> [WHAT TO WORK ON] Update the text on chronic inflammation and the heart from "Chronic Inflammation and Cardiovascular" up to and including "in blood vessels.", replacing "heart disease" with "cardiovascular disease".

While inflammation is a natural part of healing, when it continues over long periods of time, it can cause the body to weaken or operate incorrectly.
Chronic Inflammation and Cardiovascular System
In recent years, doctors and scientists have been studying the relationship between chronic inflammation and heart disease. They’re beginning to find that chronic inflammation is one of the factors that increase the risk of heart attack or stroke.
Chronic inflammation is linked to cholesterol deposits in coronary arteries which can lead to heart disease. Deepak Bhatt, M.D., chief of cardiology for the VA Boston Health Care System is quoted saying:
Exactly how inflammation plays a role in heart attack and stroke remains a topic of ongoing research. It appears that the inciting event in many heart attacks and some forms of stroke is a buildup of fatty, cholesterol-rich plaque in blood vessels.
The body perceives this plaque as abnormal and foreign — it does not belong in a healthy blood vessel. In response, the body tries to wall off the plaque from the flowing blood.
The walling off process is an inflammatory response and meant to contain the damage. As the white blood cells try to remove plaque from the arteries, the walls sometimes break down causing the plaque to rupture. This can lead to a blood clot that is responsible for health crises like heart attacks or strokes.

> [PROVIDED MATERIAL]

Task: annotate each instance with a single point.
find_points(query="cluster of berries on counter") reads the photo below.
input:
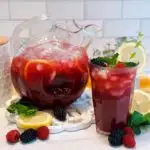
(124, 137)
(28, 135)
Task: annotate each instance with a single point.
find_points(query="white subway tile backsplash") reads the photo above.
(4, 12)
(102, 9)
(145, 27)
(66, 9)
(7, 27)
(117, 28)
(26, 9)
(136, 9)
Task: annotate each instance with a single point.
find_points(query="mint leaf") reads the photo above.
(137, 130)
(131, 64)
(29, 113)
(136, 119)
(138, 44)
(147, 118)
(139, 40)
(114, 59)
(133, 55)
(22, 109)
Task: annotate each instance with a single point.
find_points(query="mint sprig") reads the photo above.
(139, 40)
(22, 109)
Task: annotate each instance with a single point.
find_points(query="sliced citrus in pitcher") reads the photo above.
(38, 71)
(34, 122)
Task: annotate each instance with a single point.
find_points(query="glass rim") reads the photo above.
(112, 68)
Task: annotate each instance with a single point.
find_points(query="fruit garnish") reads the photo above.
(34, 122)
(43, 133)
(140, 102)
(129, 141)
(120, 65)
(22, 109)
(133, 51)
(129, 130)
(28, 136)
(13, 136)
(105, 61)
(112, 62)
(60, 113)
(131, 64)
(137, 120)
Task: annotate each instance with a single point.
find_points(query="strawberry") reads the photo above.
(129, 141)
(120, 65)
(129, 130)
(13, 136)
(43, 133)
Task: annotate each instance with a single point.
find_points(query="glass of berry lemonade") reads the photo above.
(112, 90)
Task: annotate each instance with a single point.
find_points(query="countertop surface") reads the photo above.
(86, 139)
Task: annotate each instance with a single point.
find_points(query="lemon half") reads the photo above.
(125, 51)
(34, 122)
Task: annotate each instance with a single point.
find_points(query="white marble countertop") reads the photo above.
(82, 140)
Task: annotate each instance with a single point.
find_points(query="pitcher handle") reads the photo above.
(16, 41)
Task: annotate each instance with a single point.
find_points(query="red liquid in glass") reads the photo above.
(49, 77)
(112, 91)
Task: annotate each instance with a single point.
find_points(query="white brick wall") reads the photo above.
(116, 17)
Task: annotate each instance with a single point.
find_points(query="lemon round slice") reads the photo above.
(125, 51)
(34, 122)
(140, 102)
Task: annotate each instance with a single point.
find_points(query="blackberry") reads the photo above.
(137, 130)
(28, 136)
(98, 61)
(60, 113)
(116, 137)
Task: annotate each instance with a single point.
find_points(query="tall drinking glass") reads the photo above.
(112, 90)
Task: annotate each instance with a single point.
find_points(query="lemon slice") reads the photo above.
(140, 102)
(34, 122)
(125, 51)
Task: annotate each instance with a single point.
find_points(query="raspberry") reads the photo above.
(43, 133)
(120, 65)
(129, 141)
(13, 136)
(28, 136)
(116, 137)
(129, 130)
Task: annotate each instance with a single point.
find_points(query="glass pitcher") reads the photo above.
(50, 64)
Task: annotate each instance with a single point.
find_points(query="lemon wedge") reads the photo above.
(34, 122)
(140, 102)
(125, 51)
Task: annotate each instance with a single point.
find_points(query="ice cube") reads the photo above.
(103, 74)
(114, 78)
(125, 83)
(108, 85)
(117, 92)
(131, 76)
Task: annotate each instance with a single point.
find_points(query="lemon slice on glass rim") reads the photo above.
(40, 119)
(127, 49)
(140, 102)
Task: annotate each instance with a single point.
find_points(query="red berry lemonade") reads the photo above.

> [EXERCISE SOLUTION]
Chronic Inflammation and Cardiovascular System
In recent years, doctors and scientists have been studying the relationship between chronic inflammation and cardiovascular disease. They’re beginning to find that chronic inflammation is one of the factors that increase the risk of heart attack or stroke.
Chronic inflammation is linked to cholesterol deposits in coronary arteries which can lead to cardiovascular disease. Deepak Bhatt, M.D., chief of cardiology for the VA Boston Health Care System is quoted saying:
Exactly how inflammation plays a role in heart attack and stroke remains a topic of ongoing research. It appears that the inciting event in many heart attacks and some forms of stroke is a buildup of fatty, cholesterol-rich plaque in blood vessels.